TASK ITEM | If you see a picture in the data below, omit it and copy the rest exactly.

SOURCE MATERIAL |
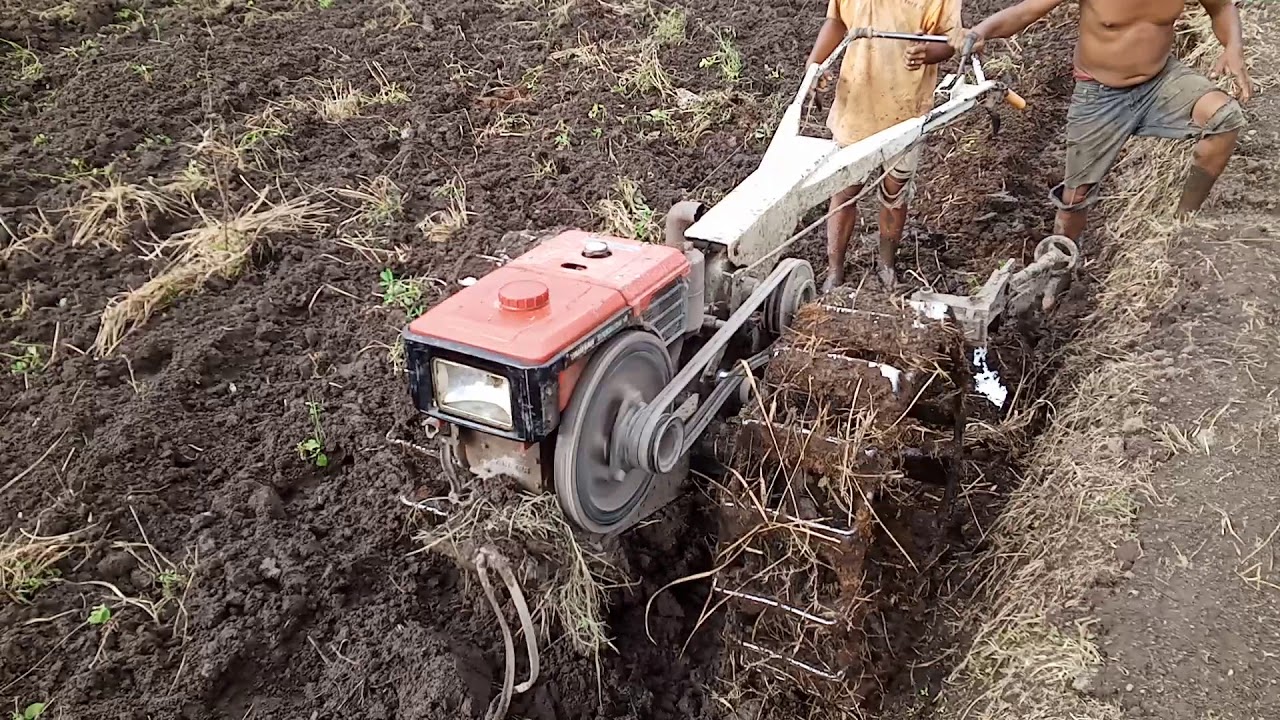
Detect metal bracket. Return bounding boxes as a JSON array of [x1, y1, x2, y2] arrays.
[[908, 235, 1080, 345]]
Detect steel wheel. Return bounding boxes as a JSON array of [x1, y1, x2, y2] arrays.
[[554, 331, 673, 534]]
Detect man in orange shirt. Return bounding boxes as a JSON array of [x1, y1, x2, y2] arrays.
[[809, 0, 962, 292]]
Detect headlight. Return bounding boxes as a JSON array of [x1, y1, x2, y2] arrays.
[[431, 359, 513, 430]]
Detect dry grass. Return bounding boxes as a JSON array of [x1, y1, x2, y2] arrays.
[[1, 528, 85, 604], [418, 177, 472, 243], [93, 193, 332, 356], [65, 178, 182, 251], [616, 38, 673, 98], [413, 492, 617, 658], [930, 11, 1252, 720], [1, 211, 53, 262], [305, 63, 410, 122], [595, 177, 658, 242], [335, 175, 404, 227]]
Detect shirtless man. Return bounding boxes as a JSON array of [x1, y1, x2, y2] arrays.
[[950, 0, 1252, 306], [809, 0, 961, 292]]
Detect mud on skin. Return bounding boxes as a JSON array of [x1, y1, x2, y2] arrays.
[[0, 0, 1084, 718]]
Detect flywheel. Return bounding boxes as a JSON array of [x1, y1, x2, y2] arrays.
[[554, 331, 674, 534]]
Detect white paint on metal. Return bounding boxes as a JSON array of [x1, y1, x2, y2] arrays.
[[868, 361, 903, 394], [971, 346, 1008, 409], [685, 60, 998, 269]]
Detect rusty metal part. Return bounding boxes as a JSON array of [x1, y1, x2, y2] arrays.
[[475, 546, 540, 720], [908, 235, 1080, 345]]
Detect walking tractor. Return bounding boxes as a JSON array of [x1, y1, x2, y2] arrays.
[[398, 30, 1076, 714], [402, 30, 1068, 533]]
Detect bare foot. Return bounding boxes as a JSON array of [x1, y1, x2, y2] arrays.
[[822, 271, 844, 293], [876, 263, 897, 292]]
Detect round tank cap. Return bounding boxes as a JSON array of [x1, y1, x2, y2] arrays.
[[498, 280, 550, 311], [582, 239, 611, 258]]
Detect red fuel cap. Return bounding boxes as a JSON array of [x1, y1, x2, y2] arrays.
[[498, 280, 550, 311]]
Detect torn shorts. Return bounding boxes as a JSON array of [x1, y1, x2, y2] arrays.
[[1053, 54, 1247, 211], [878, 145, 919, 209]]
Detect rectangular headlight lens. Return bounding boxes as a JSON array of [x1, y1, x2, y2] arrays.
[[431, 359, 514, 430]]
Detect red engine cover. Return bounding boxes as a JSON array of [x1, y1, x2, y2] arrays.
[[407, 230, 690, 365]]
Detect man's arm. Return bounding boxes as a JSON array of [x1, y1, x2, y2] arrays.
[[1201, 0, 1244, 50], [808, 15, 848, 66], [1201, 0, 1252, 101], [950, 0, 1065, 50]]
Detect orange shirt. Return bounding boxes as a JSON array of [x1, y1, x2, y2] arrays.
[[826, 0, 961, 146]]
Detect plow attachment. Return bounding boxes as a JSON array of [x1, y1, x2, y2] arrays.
[[707, 292, 972, 715]]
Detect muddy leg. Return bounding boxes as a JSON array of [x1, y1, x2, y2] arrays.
[[1044, 184, 1094, 312], [1178, 92, 1241, 217], [877, 175, 908, 291], [1052, 184, 1092, 242], [822, 185, 861, 292]]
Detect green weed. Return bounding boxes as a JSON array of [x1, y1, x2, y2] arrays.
[[65, 158, 109, 179], [318, 0, 335, 7], [157, 570, 186, 599], [296, 401, 329, 468], [596, 177, 657, 242], [5, 343, 45, 377], [32, 134, 49, 147], [88, 604, 112, 625], [129, 63, 153, 82], [378, 269, 425, 316], [700, 29, 743, 82], [653, 8, 687, 46], [60, 39, 100, 58], [11, 702, 46, 720], [553, 121, 571, 149]]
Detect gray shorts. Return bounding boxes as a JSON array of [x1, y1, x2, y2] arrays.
[[1053, 55, 1247, 210]]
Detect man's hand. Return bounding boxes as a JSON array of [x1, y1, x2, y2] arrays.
[[1210, 45, 1253, 103], [816, 68, 838, 94], [905, 43, 927, 71], [946, 28, 985, 56]]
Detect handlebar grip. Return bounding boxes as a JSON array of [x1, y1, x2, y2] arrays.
[[1003, 89, 1027, 110]]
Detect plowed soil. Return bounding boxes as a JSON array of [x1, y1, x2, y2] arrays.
[[1, 0, 1075, 718]]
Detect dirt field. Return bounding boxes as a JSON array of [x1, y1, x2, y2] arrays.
[[3, 0, 1272, 719]]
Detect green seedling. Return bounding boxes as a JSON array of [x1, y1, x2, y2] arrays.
[[65, 158, 108, 179], [378, 269, 425, 317], [318, 0, 334, 8], [296, 401, 329, 468], [157, 570, 186, 599], [129, 63, 153, 81], [88, 604, 112, 625], [61, 39, 100, 58], [521, 65, 544, 93], [12, 702, 46, 720], [553, 122, 571, 149], [6, 343, 45, 377], [32, 134, 49, 147], [114, 7, 145, 24]]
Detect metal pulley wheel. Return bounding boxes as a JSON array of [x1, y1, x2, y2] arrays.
[[554, 331, 674, 534], [764, 261, 816, 335]]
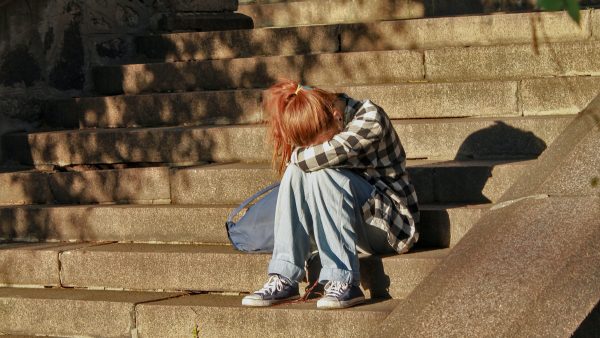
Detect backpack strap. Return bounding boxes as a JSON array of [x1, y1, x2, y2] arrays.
[[226, 182, 280, 224]]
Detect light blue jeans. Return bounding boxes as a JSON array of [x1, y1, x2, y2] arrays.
[[267, 164, 395, 286]]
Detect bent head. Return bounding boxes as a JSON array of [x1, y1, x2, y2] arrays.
[[263, 80, 344, 173]]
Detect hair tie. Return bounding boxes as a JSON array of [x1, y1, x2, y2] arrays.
[[295, 84, 313, 95]]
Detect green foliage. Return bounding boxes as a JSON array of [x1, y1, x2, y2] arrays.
[[537, 0, 581, 24], [591, 176, 599, 188], [192, 324, 200, 338]]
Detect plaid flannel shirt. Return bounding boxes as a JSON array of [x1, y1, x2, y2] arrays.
[[290, 95, 420, 253]]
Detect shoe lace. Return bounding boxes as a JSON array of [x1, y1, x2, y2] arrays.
[[324, 281, 349, 298], [255, 275, 286, 296]]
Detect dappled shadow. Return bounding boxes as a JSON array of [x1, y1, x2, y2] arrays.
[[0, 1, 588, 302]]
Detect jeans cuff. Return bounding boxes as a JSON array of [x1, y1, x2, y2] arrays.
[[268, 258, 305, 282], [319, 268, 360, 285]]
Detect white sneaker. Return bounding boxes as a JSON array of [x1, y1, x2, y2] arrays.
[[317, 281, 365, 309], [242, 274, 300, 307]]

OUTPUT FOR THIS EXERCISE |
Detect metal bracket. Return bounding boxes as a JSON array of [x1, y1, x2, y2] arrays.
[[908, 235, 1080, 345]]
Detect steel wheel. Return bounding boxes as a JSON array of [x1, y1, x2, y2] arrays.
[[554, 331, 673, 534]]
Detect man in orange shirt. Return bounding boxes as a JSON array of [x1, y1, x2, y2] arrays.
[[809, 0, 962, 292]]
Detect headlight. Return bounding boxes as a JSON array of [x1, y1, x2, y2] arrays.
[[431, 359, 513, 430]]
Detect dry grass. Return bounding boxes as a JSON array of [x1, y1, x2, y2] arrays.
[[1, 528, 85, 604], [418, 177, 472, 243], [93, 193, 332, 356], [65, 178, 182, 251], [616, 38, 673, 98], [413, 492, 617, 658], [930, 11, 1252, 720], [1, 211, 53, 262], [305, 63, 410, 122], [595, 177, 658, 242], [335, 175, 404, 227]]
Detect shirtless man. Return bounding boxes as a JSON array of [x1, y1, x2, y2] arrays.
[[950, 0, 1252, 306], [809, 0, 961, 292]]
Detect mud on skin. Return bounding boxes as a JSON array of [x1, y1, x2, y2] arrays.
[[0, 0, 1084, 718]]
Detect flywheel. Return bounding boxes as a JSON array of [x1, y1, x2, y2] arrays.
[[554, 331, 674, 534]]
Detect white paint on metal. Return bounding boxes as a JSON array of [x1, y1, x2, y2] arrays.
[[868, 361, 903, 394], [971, 346, 1008, 409], [685, 60, 998, 269]]
Detect rusty metal part. Return bounding boxes as a JSON array of [x1, y1, x2, y2] arrays.
[[475, 546, 540, 720], [908, 235, 1080, 345]]
Detect walking tractor. Return bounding boxes as a JSON array of [x1, y1, x2, y2] arrays.
[[398, 30, 1076, 714], [402, 30, 1068, 533]]
Detect bare foot. Return bounding boxes as a JSON array of [x1, y1, x2, y2] arrays.
[[822, 271, 844, 293], [876, 263, 897, 292]]
Detect round tank cap. Return bounding boxes as a JSON array of [x1, y1, x2, y2] arrays.
[[498, 280, 550, 311], [582, 239, 611, 258]]
Detect red fuel cap. Return bounding boxes as a JSON array of [x1, y1, x2, y2] arrays.
[[498, 280, 550, 311]]
Detect torn shorts. Return bounding boxes as a JSON array of [x1, y1, x2, y2] arrays.
[[1053, 54, 1247, 211], [878, 145, 919, 209]]
Detect rectangular headlight lens. Return bounding boxes as a JSON array of [x1, y1, x2, y2] arrays.
[[431, 359, 514, 430]]
Detect red engine cover. Return bounding boxes as a JSON array of [x1, y1, x2, y2] arrays.
[[407, 230, 690, 365]]
Detect man's arm. Return bounding boxes as a JSON array of [x1, y1, x2, y2] arrays.
[[1201, 0, 1244, 50], [808, 15, 848, 66], [1201, 0, 1252, 101], [950, 0, 1065, 50]]
Detect orange shirt. Return bounding boxes as a JSON array of [x1, y1, x2, y2] arrays.
[[826, 0, 961, 146]]
Detect plow attachment. Return bounding boxes as a JSON array of [x1, y1, x2, y2] arrays.
[[707, 292, 972, 715]]
Detect muddy leg. Return bounding boxes as a JSON array of [x1, y1, x2, y2] arrays.
[[1044, 184, 1094, 312], [1178, 92, 1241, 217], [877, 175, 908, 291], [1052, 184, 1092, 242], [822, 185, 861, 292]]
Detect green weed. Return bounding boxes as a JSON array of [x1, y1, x2, y2] arrays.
[[65, 158, 109, 179], [318, 0, 335, 7], [157, 570, 186, 599], [296, 401, 329, 468], [596, 177, 657, 242], [5, 343, 45, 377], [32, 134, 49, 147], [88, 604, 112, 625], [129, 63, 153, 82], [378, 269, 425, 316], [700, 29, 743, 82], [653, 8, 687, 46], [60, 39, 100, 58], [11, 702, 46, 720], [553, 121, 571, 149]]
Detect gray shorts. Return bounding boxes as a JSON array of [x1, y1, x2, y2] arrays.
[[1053, 55, 1247, 210]]
Detect man's hand. Return bounding boxes as a JSON array of [x1, y1, x2, y2] arrays.
[[1210, 45, 1253, 103], [816, 68, 838, 94], [905, 43, 927, 71], [946, 28, 985, 56]]
Detect handlebar grip. Return bounding boxes as a JSON array of [x1, y1, x2, y2] arrays.
[[1003, 89, 1027, 110]]
Detect plowed soil. Return bounding boxes as a JSON array of [x1, y1, x2, y2] arrays.
[[1, 0, 1075, 718]]
Detect dirt field. Return bounding boxes as a JSON array of [x1, y1, x2, y2] arrays.
[[3, 0, 1272, 719]]
Detect green seedling. Return bounding boxes as a JSON array of [x1, y1, x2, y2] arrays.
[[65, 158, 108, 179], [378, 269, 425, 317], [318, 0, 334, 8], [296, 401, 329, 468], [157, 570, 186, 599], [129, 63, 153, 81], [88, 604, 112, 625], [61, 39, 100, 58], [521, 65, 544, 93], [12, 702, 46, 720], [553, 122, 571, 149], [6, 343, 45, 377], [32, 134, 49, 147], [114, 7, 145, 24]]
Detect metal pulley wheel. Return bounding boxes as a JSON array of [x1, y1, x2, y2] arrays.
[[554, 331, 674, 534], [764, 261, 816, 335]]
Detect backpack strap. Return bounding boxes as a JSON array of [x1, y1, x2, y2] arrays.
[[226, 182, 280, 224]]
Detect light blue jeans. Return bounding boxes as a JSON array of [x1, y1, x2, y2] arrays.
[[267, 164, 395, 286]]
Detect bent head. Return bounding boxes as a JSON array of [x1, y1, x2, y2] arrays.
[[263, 80, 344, 173]]
Detect hair tie. Return bounding boxes as a JSON array of [x1, y1, x2, y2] arrays.
[[295, 84, 313, 95]]
Detect green foliage. Return bounding boxes as a JSON array of [x1, y1, x2, y2] arrays.
[[537, 0, 581, 24], [591, 176, 599, 188], [192, 324, 200, 338]]
Detect plaid flannel shirt. Return bounding boxes as a JSON array of [x1, y1, x2, y2] arrays.
[[290, 95, 420, 253]]
Detect shoe lace. Return bounding boxes as a JSON array of [x1, y1, x2, y2] arrays.
[[324, 281, 349, 298], [255, 275, 286, 296]]
Detect dappled shadow. Return bounding boxes as a JSON array of [x1, y1, x2, y2] arrays.
[[0, 1, 588, 302]]
Detect jeans cuff. Return bounding boxes as a JSON array of [x1, y1, x2, y2] arrays.
[[268, 258, 305, 282], [319, 268, 360, 285]]
Detect white sneaker. Return bounding boxes as a JSON array of [x1, y1, x2, y2] arrays.
[[317, 281, 365, 309], [242, 274, 300, 307]]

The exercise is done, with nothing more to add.